= Data extracted from a collection =
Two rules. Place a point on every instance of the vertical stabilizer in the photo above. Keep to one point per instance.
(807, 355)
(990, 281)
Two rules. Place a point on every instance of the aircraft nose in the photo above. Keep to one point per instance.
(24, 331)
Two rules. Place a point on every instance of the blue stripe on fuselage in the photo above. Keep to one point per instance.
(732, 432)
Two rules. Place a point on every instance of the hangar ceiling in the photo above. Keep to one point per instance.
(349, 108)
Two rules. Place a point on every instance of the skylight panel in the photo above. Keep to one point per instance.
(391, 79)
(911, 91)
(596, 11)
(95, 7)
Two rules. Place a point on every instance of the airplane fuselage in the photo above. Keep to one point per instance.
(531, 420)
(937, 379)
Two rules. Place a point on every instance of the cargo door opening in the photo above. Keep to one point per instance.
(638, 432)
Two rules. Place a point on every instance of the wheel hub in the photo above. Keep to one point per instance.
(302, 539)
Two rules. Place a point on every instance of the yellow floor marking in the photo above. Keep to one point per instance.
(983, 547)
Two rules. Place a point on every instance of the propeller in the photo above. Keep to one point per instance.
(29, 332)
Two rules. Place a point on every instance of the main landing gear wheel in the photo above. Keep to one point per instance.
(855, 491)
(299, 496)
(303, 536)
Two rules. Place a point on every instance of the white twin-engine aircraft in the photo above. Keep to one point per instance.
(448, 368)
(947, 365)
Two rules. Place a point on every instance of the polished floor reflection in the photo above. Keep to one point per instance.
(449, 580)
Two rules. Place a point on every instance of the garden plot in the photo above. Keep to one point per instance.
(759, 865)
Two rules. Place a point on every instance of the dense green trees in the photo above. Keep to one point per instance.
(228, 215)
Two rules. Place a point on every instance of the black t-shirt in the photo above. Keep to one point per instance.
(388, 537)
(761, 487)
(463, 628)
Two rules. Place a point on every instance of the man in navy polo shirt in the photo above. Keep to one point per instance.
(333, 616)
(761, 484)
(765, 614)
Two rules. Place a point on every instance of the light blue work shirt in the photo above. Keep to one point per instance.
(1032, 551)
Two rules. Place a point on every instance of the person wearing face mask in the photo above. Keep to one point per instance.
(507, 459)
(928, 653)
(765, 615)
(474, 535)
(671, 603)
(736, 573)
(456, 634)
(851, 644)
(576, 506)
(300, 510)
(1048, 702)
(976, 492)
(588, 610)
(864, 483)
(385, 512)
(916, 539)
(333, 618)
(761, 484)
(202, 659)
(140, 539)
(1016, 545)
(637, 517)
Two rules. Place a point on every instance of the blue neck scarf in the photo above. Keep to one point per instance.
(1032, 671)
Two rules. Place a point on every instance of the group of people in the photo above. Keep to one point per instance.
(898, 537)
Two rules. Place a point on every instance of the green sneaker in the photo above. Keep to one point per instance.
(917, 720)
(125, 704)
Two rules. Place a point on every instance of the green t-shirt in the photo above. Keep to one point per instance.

= YOUR GOAL =
Switch every "instance" in the rows above to "occurrence" and leave the rest of the wording unchanged.

= RESULT OF THE TASK =
Two rules. Place a point on every occurrence of the vertical stabilizer in the photo above. Keep to one point per occurrence.
(807, 355)
(990, 281)
Two rules. Place a point on every occurrence of the aircraft nose in the photo above. Keep to one point per occurrence.
(24, 331)
Two rules. Place a point on every occurrence of the blue stripe on fuselage in the photo above. Keep to one point per occurrence.
(732, 432)
Two rules. Place a point on every occurrence of the hangar ceiling in the photo above. Keep to one point per occurrence.
(349, 108)
Two rules. Place a point on every occurrence of the skylight panel in the photo above. Keep to one point per occurrence.
(391, 79)
(911, 91)
(596, 11)
(95, 7)
Two rules. Place a point on every occurrence of the airplane fuselage in the photo above. Keep to one point per occurrence.
(531, 420)
(937, 379)
Two rules. Place a point on every occurrence of the cargo door opening in the photo above. Keep to one point per occurrence.
(638, 432)
Two rules. Place a point on every occurrence of the wheel hub in the photo above. Keep to one point per occurrence.
(302, 539)
Two rules. Place a point on every occurrence of the yellow floor marking in the photo above. Keep to one point per occurrence.
(983, 547)
Two rules. Place a point on every occurrence of the propeller in the photo above. Keep to one point per occurrence.
(29, 332)
Two rules. Place a point on every occurrence of the main landing gear wheel in the photo above. Keep to one point per occurrence.
(855, 491)
(299, 496)
(303, 536)
Two rules. Place a point on every occurrence of the white twin-engine aircraft in the photo above. Keep to one point per occurrence.
(448, 368)
(947, 365)
Two rules. Place a point on every occurrence of the polished floor reflection in the photo above. Keep to one point per occurrence.
(449, 580)
Two rules. Place a point on every occurrence of the garden plot in the photo above. Keep to one point per occurrence.
(759, 865)
Two rules. Place a point on every occurrence of the dense green trees in the photo above. Keep to one point per occurrence.
(228, 215)
Two rules. Place a point on every occurrence of the black t-shirt in the photo above. Keep to one point per occurrence.
(388, 537)
(761, 487)
(463, 628)
Two rules. Place a point on every occurrence of the man in navy polo shirt in the photo above. Keep to one point per occurrence.
(333, 616)
(761, 484)
(765, 614)
Two rules. Place a point on every occurrence of the light blue work shirt in the photo above. Keep to one point per occurrence.
(1032, 551)
Two rules. Place a point on every occurrence of the person wearing face mask in the photo above. Keep to one point per occurrence.
(507, 459)
(928, 653)
(765, 615)
(474, 535)
(671, 603)
(736, 573)
(456, 634)
(851, 644)
(576, 506)
(300, 510)
(1048, 702)
(976, 492)
(588, 610)
(864, 483)
(385, 512)
(916, 539)
(333, 618)
(761, 484)
(202, 659)
(140, 539)
(1016, 545)
(637, 517)
Two rules. Place a point on every occurrence of the blue neck scarf in the photo above. Keep to one point per occurrence.
(1032, 671)
Two rules. Place a point on every occurrence of the group of people in the photo above. Keep to one point per occurrence.
(898, 537)
Two rules. Place a point on every occurrence of the green sneaker in the photo above. Keep to one point per occurrence.
(917, 720)
(125, 704)
Two rules. Place a point on every occurrence of the green t-shirt in the photo above. Keep to one point per occurrence.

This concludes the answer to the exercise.